*学習用本文*.
»»
京都の闇に魅せられて(新館)

*「他者感覚」のない人々

 どうも最近の日本人には、「他者感覚」というものがない人が増えているのではないか?
 私もあまり気が利く男ではないし、よく失敗もするので、偉そうなことは言えないかもしれない。
しかし、そのように思わざるをえないような事例をよく耳にするし、また警備員として各地の現場や施設に立っていると、そのような事例を実際よく目にする。

 先日、サークルの大先輩であるファン=ヒューリック氏からお便りをいただいたが、その中に以下のよう内容があった。


前述の通り、今私は資格試験の為に勉強しているんだけど、昼間は近くのスターバックスに言って勉強してるんですが、その時の事です。

基本的に本を広げたりするので、大きいテーブルを利用するんだけど、その途中で前に女子高生らしい2人が、私のテーブルの向かいに座って、会話を始めた。その内容が呆れる、彼氏とラブホテルに行って、お泊りしたそうだ、そしてあそこのホテルは綺麗だったとか、会員になればお得だとか、そんな事を言っている。思わず呆れてしまった。会話の内容もだが、昼間のカフェでしかも直ぐ前に他人の居る所でだ、恥かしくは無いのだろうかと呆れる。特別大きな声では無いが、私の耳が聞こえないと言うのでも無ければ、間違いなく聞こえる距離だ、恥かしく無いのだろうか。

平和ボケと言えばそれまでだが、もう少し回りが見えないのだろうかっと聞いてるこっちが疲れてしまった。
««
*作業指示*.
A) 「他者感覚」についての文章で、サークルの大先輩であるファン=ヒューリック氏は何のために勉強していると書かれていますか。
B) 「他者感覚」についての文章を、最後の文の後から書き進めてください。

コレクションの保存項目
»»
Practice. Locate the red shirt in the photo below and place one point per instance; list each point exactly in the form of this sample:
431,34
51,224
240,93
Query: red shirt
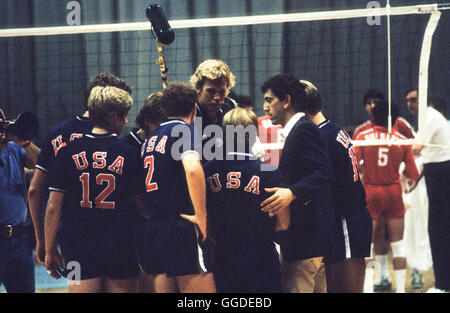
268,133
381,163
401,125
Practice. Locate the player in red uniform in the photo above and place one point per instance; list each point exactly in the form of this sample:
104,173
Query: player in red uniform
382,184
371,98
268,133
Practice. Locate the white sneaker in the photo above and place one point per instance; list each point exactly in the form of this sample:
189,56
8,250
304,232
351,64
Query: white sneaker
435,290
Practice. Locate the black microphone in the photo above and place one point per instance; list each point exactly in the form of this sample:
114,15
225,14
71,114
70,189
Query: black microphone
164,32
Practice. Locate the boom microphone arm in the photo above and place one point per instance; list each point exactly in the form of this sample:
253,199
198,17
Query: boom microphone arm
164,34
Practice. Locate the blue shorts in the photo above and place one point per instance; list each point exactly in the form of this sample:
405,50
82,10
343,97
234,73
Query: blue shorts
99,253
354,236
170,246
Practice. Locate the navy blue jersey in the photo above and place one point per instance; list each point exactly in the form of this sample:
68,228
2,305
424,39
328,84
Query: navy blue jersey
235,189
59,137
133,139
206,135
347,190
98,174
166,186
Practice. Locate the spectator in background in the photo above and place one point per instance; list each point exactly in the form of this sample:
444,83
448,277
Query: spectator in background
16,251
435,151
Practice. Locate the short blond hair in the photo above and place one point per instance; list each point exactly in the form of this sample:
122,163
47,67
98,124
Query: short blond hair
239,139
214,70
240,116
104,102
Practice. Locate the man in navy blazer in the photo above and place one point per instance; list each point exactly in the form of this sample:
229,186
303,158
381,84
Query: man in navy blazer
307,175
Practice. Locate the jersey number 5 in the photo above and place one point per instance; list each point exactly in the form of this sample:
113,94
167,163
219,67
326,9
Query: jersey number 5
100,199
383,156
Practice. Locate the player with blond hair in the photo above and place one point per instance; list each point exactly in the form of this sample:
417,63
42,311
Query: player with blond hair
91,184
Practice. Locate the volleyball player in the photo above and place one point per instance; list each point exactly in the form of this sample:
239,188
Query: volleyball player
57,139
245,258
345,269
371,98
148,119
382,184
212,81
94,177
176,198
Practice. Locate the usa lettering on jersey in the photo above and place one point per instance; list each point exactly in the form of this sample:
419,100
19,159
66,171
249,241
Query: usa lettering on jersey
234,182
58,143
109,180
149,162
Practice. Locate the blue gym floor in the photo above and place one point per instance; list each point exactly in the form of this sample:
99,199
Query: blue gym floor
45,281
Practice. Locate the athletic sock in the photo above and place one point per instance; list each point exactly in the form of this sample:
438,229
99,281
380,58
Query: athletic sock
368,281
400,278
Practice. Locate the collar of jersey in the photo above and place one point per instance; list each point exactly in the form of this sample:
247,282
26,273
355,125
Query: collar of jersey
109,135
323,123
241,153
174,120
135,136
83,119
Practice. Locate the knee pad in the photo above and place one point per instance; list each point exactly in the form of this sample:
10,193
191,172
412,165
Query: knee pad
398,249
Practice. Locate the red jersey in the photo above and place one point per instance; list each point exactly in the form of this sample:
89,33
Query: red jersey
401,125
268,133
381,163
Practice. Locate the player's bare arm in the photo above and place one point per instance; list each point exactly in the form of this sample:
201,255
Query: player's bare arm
195,178
280,200
37,211
53,260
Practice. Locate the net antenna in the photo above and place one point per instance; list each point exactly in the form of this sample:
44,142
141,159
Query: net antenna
163,34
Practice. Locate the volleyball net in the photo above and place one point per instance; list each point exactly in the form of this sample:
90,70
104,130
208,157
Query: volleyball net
344,53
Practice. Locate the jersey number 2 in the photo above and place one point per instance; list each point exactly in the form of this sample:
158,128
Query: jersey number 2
150,163
100,199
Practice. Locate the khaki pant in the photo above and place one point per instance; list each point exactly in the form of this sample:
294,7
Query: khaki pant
305,276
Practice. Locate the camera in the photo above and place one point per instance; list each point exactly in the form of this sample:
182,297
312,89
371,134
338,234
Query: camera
25,126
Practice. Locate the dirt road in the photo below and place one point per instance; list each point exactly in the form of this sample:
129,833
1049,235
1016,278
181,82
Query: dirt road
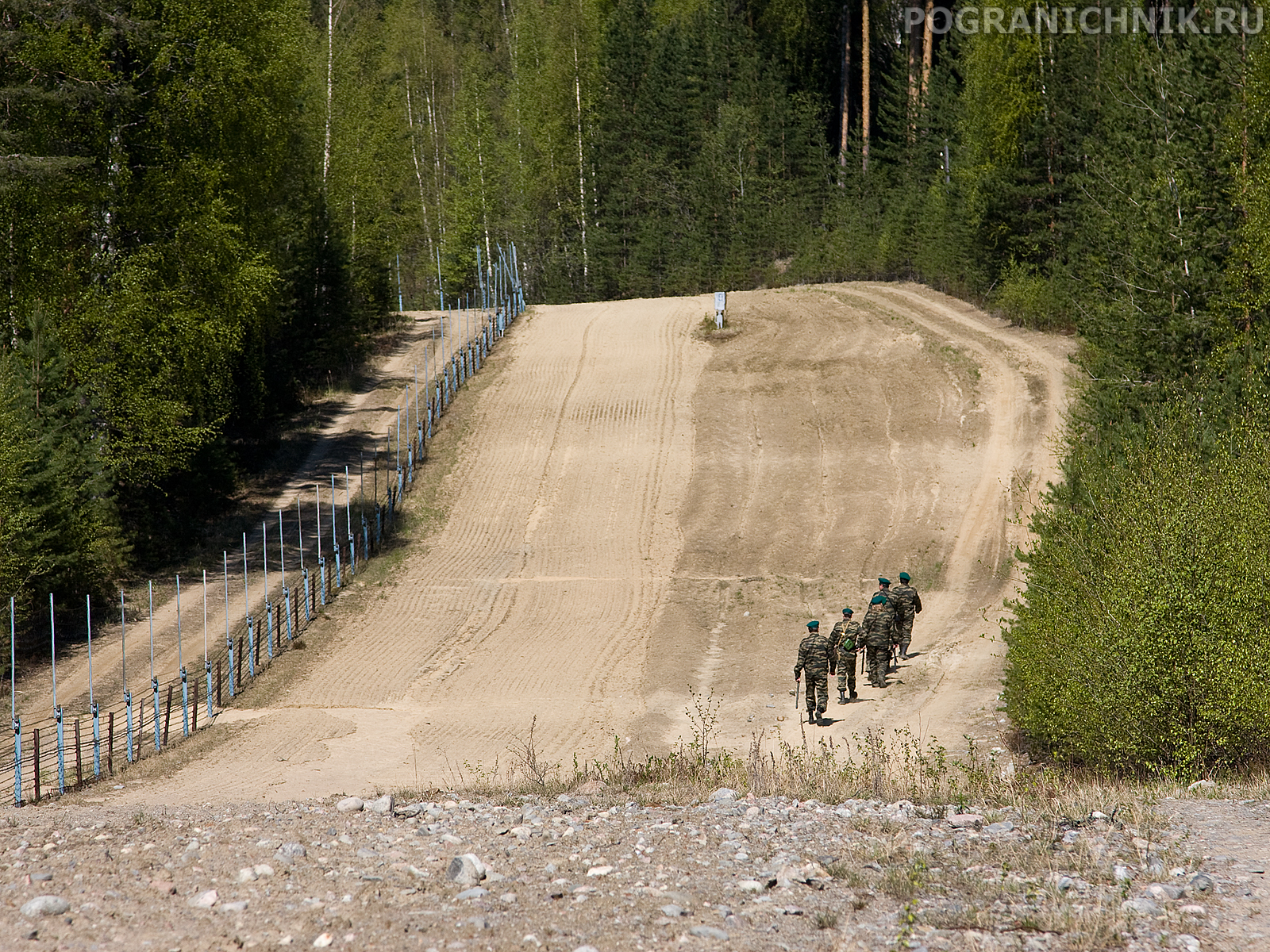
638,509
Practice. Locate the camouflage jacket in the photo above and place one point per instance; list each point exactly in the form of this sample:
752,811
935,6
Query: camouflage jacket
876,628
906,600
845,639
813,654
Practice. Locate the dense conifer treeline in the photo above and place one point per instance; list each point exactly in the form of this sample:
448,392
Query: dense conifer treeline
207,206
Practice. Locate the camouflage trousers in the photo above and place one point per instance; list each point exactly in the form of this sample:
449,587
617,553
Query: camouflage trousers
906,636
848,673
878,660
817,692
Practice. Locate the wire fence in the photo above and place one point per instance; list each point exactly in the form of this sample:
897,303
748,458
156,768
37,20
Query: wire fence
86,743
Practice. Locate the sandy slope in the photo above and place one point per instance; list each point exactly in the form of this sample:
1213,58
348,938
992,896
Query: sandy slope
638,511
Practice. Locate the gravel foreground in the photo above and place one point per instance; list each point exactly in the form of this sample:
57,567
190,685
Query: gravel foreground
594,873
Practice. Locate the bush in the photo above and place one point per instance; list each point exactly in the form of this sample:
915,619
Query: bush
1143,640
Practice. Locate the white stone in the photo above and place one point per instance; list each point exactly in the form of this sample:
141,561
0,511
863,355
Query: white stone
44,905
1142,907
205,900
384,805
467,869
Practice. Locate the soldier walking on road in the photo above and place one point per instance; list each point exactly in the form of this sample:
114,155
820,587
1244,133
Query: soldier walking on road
876,631
844,640
908,603
891,609
813,655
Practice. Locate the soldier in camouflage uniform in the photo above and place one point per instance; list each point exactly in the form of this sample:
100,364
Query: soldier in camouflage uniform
813,655
908,603
891,609
845,639
876,631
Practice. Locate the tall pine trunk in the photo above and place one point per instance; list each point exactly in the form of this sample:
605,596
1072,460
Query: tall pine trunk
927,48
582,171
864,86
845,89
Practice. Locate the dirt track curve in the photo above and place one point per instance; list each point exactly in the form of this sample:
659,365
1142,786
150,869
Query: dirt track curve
637,511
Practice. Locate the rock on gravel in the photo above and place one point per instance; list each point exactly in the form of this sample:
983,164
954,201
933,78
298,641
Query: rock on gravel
44,905
465,869
384,805
205,900
708,932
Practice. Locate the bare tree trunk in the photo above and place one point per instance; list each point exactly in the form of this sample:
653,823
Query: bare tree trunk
927,50
582,171
330,84
414,154
914,59
845,88
865,99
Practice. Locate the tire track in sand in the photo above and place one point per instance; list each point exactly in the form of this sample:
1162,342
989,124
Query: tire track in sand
537,596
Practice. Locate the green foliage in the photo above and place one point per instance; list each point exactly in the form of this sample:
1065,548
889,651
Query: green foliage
1143,641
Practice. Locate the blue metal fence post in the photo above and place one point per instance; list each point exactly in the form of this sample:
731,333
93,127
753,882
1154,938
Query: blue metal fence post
207,660
251,647
184,701
229,647
92,702
154,689
154,681
13,704
181,668
57,708
229,639
127,708
17,761
61,750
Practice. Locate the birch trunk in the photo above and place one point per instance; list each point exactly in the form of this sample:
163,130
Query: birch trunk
414,155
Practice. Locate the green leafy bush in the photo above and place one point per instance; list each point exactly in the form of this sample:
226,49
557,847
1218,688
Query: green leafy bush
1143,641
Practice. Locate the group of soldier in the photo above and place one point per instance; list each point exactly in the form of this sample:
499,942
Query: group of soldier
884,638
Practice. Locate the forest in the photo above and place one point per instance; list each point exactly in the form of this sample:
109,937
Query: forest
210,209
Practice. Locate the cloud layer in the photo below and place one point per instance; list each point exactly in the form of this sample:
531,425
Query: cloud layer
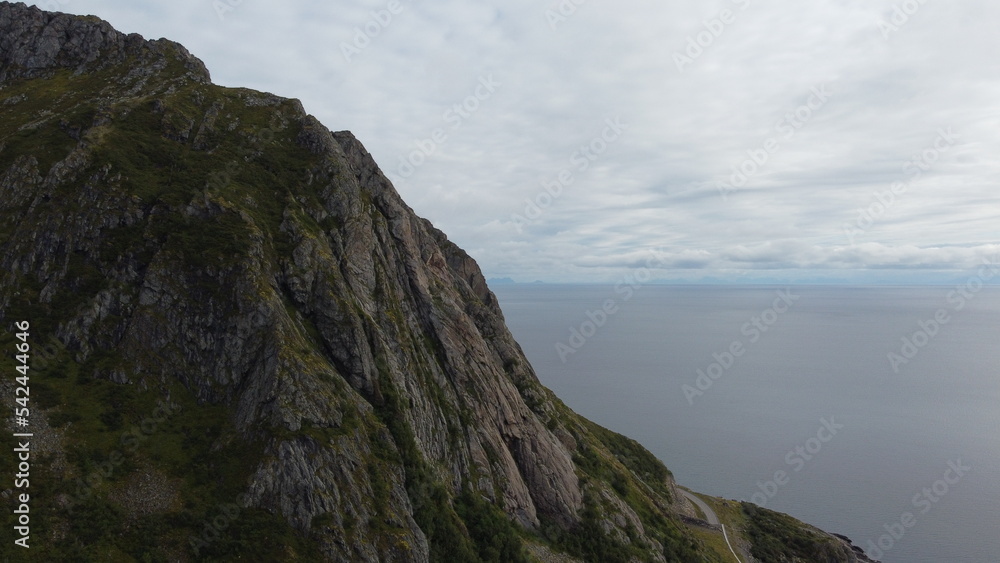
572,140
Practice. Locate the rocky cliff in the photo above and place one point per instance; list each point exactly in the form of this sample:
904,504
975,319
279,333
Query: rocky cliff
247,345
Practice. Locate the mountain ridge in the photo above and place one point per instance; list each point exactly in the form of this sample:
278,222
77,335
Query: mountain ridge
345,375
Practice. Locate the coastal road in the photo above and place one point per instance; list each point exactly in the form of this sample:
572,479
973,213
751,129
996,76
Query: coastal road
711,518
710,515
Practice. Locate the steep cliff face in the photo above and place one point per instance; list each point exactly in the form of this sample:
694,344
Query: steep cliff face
346,385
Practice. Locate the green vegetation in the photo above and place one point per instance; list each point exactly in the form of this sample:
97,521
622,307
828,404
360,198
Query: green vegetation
780,538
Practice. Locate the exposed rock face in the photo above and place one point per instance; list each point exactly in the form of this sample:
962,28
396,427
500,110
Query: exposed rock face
36,42
180,239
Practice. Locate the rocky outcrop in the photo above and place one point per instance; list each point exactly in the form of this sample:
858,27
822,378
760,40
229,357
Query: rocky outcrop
34,43
344,369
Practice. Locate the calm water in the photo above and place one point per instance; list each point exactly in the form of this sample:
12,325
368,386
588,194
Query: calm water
870,439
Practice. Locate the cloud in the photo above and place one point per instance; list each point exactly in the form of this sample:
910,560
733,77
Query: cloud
656,187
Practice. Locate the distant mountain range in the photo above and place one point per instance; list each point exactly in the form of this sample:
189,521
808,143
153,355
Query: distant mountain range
245,346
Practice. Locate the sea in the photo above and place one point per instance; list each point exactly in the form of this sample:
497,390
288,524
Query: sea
872,412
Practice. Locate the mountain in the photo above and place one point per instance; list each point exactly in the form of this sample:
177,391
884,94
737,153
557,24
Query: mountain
238,342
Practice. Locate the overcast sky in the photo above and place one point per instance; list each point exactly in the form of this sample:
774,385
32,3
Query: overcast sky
582,140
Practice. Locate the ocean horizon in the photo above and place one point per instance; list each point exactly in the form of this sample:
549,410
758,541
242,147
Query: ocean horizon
869,411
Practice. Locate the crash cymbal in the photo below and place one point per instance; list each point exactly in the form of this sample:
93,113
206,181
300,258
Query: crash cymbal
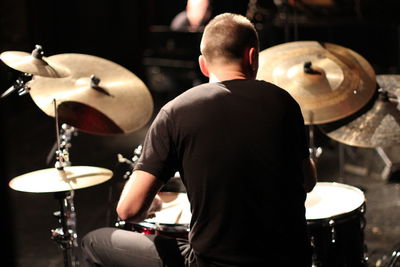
377,126
54,180
328,81
99,97
33,63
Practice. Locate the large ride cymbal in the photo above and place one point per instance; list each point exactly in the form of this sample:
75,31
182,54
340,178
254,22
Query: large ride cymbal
328,81
378,126
99,97
33,63
54,180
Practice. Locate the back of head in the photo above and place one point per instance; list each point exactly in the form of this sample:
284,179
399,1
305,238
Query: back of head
226,38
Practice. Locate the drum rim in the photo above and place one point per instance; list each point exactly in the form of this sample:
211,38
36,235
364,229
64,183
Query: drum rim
339,217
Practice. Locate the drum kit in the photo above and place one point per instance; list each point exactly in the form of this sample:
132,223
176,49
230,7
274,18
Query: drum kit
82,92
339,93
336,89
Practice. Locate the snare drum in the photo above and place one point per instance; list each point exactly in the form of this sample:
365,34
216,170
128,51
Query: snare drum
172,220
335,219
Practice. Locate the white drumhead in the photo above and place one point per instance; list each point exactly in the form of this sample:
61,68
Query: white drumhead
332,199
175,209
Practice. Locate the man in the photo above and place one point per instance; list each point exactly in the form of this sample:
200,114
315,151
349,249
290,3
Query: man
240,147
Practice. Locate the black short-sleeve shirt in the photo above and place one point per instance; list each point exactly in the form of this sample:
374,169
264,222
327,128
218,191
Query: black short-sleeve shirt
239,147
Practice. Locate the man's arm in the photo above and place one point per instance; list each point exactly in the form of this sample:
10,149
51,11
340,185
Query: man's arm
137,197
310,174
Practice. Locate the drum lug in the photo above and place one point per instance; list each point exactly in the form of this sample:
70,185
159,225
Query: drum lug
333,231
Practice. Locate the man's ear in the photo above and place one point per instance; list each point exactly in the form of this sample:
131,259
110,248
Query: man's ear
253,59
203,66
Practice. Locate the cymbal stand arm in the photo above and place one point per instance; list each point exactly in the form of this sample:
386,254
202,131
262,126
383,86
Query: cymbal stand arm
20,85
65,236
63,142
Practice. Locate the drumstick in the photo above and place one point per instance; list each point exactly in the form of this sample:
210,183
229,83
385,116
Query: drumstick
170,205
179,216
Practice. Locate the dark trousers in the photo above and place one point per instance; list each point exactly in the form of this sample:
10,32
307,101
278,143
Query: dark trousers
119,248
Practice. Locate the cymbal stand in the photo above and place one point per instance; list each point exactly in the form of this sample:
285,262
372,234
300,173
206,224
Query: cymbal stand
20,85
65,236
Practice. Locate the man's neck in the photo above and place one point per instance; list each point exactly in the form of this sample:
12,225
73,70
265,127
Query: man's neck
225,74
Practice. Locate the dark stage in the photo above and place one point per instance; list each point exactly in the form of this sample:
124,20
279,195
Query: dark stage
135,35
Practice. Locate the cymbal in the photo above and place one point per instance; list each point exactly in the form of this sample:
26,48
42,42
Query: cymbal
99,97
33,63
328,81
389,82
54,180
377,126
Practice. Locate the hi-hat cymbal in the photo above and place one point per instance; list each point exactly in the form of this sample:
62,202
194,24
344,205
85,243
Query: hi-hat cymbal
54,180
378,126
33,63
99,97
328,81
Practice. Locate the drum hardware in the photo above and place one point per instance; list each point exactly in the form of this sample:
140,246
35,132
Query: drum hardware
20,86
131,163
62,180
378,126
173,220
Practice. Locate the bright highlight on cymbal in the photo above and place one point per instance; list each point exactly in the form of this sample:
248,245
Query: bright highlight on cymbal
33,63
328,81
99,97
54,180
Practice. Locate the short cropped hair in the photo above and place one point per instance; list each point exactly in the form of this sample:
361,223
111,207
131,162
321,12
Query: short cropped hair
227,36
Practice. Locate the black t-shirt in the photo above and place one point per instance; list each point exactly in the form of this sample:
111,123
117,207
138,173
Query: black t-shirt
239,147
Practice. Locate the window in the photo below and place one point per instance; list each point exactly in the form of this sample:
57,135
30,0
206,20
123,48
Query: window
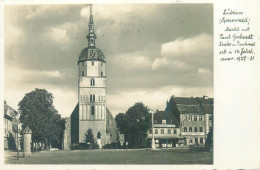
201,140
92,110
196,140
92,82
163,121
162,131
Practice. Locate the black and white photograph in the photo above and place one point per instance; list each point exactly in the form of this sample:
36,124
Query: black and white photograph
110,84
120,84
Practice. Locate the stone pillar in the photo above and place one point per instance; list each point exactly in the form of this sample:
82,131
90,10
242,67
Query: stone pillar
27,139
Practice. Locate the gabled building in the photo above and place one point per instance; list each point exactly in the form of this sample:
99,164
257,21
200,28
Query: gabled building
166,129
195,117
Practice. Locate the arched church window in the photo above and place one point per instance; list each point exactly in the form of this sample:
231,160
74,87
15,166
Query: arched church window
92,110
92,82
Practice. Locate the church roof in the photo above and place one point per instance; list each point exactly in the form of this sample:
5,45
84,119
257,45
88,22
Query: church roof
91,53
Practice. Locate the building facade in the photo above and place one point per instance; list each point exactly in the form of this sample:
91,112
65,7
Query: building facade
195,117
90,111
166,129
92,87
12,137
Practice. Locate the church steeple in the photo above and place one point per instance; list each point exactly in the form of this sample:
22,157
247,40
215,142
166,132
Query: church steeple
91,35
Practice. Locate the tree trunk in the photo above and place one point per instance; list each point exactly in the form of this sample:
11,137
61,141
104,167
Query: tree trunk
46,143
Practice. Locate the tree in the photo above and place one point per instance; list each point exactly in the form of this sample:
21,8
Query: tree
135,123
99,135
38,112
121,121
209,140
89,137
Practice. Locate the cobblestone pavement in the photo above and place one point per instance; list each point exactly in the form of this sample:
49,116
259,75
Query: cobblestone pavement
140,156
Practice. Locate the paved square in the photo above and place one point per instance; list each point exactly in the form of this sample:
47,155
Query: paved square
140,156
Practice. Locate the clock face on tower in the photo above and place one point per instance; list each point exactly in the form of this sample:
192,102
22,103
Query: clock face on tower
92,54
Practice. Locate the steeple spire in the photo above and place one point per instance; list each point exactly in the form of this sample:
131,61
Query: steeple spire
91,35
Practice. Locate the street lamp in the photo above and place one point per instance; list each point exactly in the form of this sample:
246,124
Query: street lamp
17,140
153,144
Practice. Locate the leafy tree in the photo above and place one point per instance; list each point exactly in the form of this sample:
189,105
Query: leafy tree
121,121
99,135
89,137
135,123
209,140
38,112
««
*各問の解答*.
A) 資格試験のために勉強しています。

B)
 これも他者感覚のない人たちの一例だろう。
 私は、伝聞だけでなく実際に目にすることも多い。他者感覚が欠落したとしか考えようがない人たちの行状を。
 つい先週も、こんなことがあった。

 それは夕方近くのことだった。
 いつものように警備員の仕事で立っていると、現場前の交差点にバイクに乗った10代後半から20代後半くらいの女の子がやってきた。ヘルメットの下からは、やや色白の肌、ぱっちりと開いた瞳、きれいな赤い色をした愛くるしい唇。
『うわあ、かなり可愛い女の子だなー』
などと内心思った。
 しかし、彼女の様子がちょっと変だ。どういうわけか、バイクのエンジンを作動させたまま、降りようともせず、信号待ちの歩行者と一緒に横断歩道の前に停まっている。
 そして信号が変わった瞬間、私がバイクの美少女に抱いていた幻想(というか妄想?)を、一瞬にして粉微塵に打ち砕くことが起こった。
 なんとその彼女、バイクに乗ったまま横断歩道を渡りだしたのだ! それだけではない。
反対側の車線に着いたら、そこを逆走しだしたのだ。しかも、歩道部分をおよそ20~30メートルに渡って! そして、反対側車線を少し下がったところにあるガソリンスタンドに入った。どうやら彼女は、そこへ行きたかったようだが、バイクを手で押したり、反対側の車線へと方向転換したりするのが、面倒だったのだろう。
 しかしそれは、明らかな道路交通法違反である。私は民間の警備員だから、取り締まる権限はない。だが、もし警察官や交通巡視員がいたら確実に捕まっていただろう。いや、単に道路交通法がどうのこうのという問題ではない。「反対車線を逆走する」とか「歩道をバイクで走る」というのが、どれだけ危険で、他人にも迷惑をかける行為であるかというのが、彼女には考えられなかったのだろうか? 歩道と横断歩道には、何人か歩行者がいたというのに。この近くに学校や病院があるためか、小さい子供やお年寄り、体の不自由な人たちも多いというのに。
 失礼な言い方になるが、どんなに美人であっても、ああいう女の子とはお近づきにはなりたくないものだ。
 私はあまりのことに唖然呆然として何も言えなかったが、せめて「そんなことをしたら、危ないですよ!」とぐらいは言うべきだったかもしれない。まあ、そこは私自身の未熟さ故だ。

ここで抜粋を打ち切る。